• [WHAT TO WORK ON] Count the lines in the data below that contain the string "wall", matching case exactly. Reply with the number alone.

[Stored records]
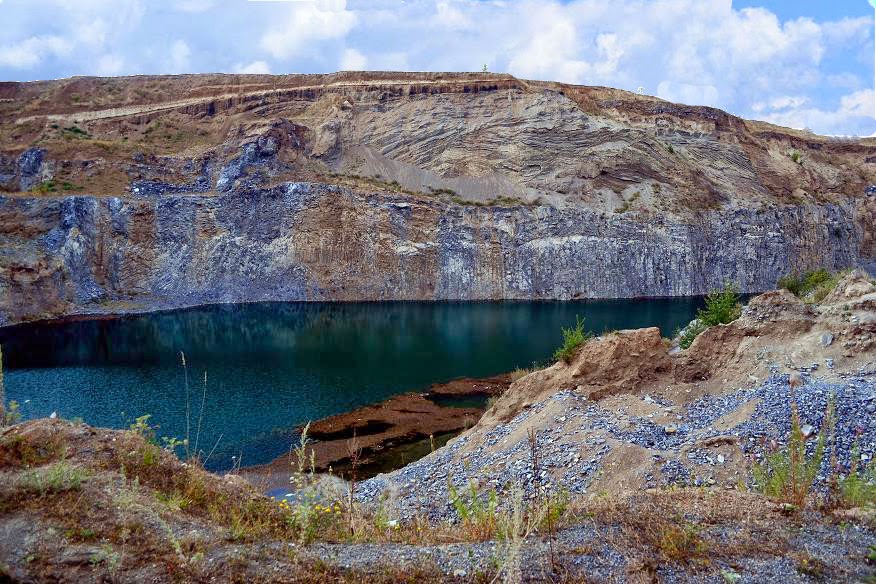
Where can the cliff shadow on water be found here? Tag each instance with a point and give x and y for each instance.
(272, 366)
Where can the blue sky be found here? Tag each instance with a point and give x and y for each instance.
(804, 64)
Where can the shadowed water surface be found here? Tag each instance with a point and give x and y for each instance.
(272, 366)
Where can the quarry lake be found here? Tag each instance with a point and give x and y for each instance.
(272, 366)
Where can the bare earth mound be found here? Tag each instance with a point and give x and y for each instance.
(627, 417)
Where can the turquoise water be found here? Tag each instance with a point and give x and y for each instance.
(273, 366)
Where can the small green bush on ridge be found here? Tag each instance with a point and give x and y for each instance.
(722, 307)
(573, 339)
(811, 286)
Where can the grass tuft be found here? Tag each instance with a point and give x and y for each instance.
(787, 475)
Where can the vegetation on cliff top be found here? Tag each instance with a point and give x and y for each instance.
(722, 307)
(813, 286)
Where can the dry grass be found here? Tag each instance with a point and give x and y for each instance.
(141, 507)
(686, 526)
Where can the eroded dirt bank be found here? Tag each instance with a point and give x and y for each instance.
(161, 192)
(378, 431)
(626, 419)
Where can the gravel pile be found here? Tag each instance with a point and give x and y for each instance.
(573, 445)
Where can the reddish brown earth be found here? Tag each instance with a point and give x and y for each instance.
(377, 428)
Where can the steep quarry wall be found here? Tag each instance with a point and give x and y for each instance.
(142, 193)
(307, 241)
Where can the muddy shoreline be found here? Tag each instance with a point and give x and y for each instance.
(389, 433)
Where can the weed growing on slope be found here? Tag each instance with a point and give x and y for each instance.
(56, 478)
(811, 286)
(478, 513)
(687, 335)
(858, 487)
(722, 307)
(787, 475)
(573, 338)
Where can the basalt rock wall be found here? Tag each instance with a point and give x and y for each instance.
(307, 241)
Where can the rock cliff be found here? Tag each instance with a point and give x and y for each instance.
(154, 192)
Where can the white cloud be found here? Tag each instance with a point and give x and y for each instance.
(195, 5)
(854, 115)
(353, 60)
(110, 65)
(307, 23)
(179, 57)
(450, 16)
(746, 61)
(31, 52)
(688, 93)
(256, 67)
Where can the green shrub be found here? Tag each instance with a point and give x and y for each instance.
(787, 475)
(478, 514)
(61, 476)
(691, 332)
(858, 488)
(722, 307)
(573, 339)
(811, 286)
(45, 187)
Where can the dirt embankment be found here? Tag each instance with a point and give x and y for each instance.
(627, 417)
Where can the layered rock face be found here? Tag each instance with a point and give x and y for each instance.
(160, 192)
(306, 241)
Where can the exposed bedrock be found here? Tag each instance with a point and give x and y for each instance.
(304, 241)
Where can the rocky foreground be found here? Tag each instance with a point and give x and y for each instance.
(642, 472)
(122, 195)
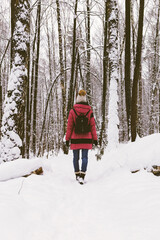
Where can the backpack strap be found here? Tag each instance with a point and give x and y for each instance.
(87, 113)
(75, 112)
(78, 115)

==

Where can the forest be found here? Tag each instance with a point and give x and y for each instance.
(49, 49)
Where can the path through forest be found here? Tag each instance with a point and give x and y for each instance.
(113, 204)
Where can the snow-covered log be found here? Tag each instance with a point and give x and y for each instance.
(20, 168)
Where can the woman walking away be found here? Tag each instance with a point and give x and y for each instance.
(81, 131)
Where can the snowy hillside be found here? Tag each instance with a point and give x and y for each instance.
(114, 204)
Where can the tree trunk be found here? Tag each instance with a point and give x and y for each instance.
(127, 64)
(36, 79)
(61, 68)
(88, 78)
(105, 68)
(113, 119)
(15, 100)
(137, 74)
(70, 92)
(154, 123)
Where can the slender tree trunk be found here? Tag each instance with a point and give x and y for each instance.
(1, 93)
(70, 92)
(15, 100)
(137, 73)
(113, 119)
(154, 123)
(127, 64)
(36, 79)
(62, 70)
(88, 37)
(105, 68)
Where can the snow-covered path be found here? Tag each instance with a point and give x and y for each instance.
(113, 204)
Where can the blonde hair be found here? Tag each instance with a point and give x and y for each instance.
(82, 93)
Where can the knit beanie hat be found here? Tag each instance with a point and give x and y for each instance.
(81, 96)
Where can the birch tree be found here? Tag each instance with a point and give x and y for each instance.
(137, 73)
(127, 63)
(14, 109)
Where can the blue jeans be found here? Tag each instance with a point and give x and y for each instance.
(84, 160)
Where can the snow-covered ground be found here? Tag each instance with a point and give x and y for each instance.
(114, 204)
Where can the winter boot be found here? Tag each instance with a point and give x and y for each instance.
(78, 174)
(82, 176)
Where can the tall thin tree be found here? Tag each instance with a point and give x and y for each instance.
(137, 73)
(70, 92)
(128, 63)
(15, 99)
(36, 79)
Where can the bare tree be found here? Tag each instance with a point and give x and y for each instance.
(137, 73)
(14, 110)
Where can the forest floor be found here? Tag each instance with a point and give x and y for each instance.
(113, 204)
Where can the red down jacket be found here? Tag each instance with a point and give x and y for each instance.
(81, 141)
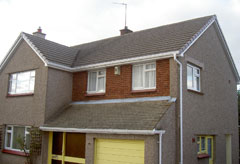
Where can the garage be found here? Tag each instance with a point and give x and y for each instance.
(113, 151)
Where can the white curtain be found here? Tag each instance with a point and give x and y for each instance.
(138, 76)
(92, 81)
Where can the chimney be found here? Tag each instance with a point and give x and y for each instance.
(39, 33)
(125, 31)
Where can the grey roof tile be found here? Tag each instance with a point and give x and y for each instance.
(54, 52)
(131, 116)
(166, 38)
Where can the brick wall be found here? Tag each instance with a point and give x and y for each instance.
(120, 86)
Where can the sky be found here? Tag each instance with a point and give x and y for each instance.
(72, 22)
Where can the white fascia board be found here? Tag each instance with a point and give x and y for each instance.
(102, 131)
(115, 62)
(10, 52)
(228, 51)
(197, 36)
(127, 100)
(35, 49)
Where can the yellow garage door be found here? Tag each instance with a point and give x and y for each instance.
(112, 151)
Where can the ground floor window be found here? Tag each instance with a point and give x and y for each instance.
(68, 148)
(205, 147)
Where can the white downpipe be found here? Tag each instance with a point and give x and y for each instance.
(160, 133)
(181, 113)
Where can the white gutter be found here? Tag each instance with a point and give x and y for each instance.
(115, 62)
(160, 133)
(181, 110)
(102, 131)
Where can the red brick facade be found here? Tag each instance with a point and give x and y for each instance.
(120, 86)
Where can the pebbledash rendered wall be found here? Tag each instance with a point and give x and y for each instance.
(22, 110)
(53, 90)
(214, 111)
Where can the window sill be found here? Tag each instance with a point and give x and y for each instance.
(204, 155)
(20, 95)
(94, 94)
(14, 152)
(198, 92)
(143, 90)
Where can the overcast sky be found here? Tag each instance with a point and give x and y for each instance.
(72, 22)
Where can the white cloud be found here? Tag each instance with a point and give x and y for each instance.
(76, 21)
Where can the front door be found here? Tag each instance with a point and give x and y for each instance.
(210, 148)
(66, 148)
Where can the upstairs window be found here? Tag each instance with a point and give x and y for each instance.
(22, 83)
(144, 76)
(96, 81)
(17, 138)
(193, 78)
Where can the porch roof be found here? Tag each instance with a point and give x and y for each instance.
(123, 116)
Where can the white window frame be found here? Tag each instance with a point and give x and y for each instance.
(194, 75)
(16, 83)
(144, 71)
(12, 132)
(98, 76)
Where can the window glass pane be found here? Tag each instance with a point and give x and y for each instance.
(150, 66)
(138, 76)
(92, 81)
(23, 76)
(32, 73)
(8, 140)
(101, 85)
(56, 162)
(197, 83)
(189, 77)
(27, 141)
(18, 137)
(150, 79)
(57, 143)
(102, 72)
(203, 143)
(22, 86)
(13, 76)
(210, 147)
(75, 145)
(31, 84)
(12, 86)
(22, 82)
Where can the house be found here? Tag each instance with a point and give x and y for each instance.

• [SOLUTION FOR THIS TASK] 4